# START OF PROVIDED ENTRIES

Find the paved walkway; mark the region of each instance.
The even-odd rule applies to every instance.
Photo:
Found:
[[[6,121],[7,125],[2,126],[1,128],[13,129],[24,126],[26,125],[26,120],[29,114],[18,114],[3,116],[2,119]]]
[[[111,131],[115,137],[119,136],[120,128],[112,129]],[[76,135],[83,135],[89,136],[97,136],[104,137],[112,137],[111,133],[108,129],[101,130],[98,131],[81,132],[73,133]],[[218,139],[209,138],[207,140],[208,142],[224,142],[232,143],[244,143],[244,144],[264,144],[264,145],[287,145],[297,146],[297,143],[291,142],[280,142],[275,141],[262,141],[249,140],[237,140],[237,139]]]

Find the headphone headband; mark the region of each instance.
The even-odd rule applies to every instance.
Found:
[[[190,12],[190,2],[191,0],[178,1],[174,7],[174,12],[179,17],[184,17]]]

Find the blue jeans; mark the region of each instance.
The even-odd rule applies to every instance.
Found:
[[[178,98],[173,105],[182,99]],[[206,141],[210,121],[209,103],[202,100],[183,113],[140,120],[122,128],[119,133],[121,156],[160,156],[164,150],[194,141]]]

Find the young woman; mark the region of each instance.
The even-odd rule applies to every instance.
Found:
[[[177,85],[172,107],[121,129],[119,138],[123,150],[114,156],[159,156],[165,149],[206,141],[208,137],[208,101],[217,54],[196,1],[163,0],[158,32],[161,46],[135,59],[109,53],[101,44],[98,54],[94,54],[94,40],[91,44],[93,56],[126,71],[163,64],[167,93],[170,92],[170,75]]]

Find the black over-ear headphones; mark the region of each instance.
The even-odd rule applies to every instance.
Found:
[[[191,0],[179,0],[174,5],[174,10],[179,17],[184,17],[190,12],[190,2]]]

# END OF PROVIDED ENTRIES
# START OF PROVIDED ENTRIES

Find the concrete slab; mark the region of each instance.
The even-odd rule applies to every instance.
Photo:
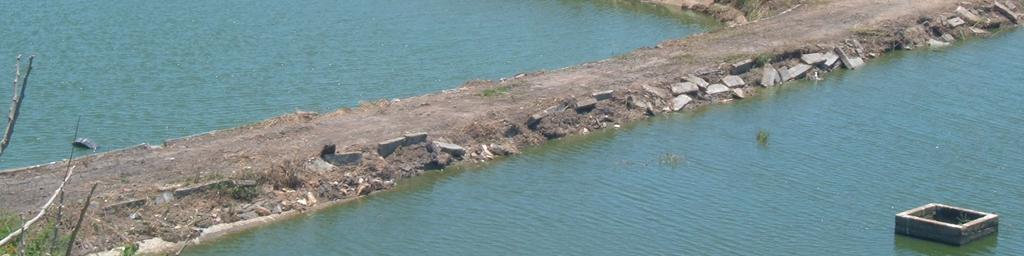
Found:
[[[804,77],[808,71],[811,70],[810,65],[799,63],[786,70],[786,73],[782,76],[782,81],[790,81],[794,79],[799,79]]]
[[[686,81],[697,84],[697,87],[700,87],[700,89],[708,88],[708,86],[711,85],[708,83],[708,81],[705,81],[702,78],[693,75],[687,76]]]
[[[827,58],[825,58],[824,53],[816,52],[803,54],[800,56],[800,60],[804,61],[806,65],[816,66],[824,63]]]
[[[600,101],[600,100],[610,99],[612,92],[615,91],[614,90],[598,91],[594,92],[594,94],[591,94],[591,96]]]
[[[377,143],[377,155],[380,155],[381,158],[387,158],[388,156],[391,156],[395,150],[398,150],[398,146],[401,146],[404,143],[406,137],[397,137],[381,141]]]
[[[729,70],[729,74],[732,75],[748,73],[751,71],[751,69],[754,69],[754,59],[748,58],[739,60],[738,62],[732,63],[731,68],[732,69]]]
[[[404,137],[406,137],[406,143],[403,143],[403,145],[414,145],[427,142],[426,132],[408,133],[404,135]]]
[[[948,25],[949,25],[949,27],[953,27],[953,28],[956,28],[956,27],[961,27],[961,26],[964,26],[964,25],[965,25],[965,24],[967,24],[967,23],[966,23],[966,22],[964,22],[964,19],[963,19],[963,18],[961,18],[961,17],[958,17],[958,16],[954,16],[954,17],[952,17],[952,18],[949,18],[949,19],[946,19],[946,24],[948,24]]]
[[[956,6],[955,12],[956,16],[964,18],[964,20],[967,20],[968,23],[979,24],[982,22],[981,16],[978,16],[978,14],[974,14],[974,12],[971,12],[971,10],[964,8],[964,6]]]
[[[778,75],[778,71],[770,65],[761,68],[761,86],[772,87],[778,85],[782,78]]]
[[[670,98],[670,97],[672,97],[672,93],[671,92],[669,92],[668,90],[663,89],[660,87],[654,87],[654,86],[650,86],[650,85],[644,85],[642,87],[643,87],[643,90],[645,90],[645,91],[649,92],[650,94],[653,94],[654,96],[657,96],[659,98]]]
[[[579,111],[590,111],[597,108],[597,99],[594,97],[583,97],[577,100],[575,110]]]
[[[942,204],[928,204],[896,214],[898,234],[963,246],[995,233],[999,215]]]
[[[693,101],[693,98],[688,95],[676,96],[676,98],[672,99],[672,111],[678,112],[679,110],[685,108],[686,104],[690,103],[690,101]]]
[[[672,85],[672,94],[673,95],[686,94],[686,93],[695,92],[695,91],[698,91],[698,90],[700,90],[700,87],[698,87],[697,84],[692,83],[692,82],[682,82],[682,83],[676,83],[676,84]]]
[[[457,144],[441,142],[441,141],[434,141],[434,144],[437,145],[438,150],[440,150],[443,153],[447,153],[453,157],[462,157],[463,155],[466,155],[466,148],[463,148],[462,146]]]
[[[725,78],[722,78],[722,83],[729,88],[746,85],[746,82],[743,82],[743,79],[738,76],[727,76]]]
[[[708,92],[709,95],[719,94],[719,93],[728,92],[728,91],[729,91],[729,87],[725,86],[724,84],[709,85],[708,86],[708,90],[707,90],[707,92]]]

# END OF PROVIDED ENTRIES

§ **DIRECTIONS FOR THIS TASK**: Count how many lines in the material above contain the word "region", with case counting, and reply with that number alone.

§ **ANSWER**: 6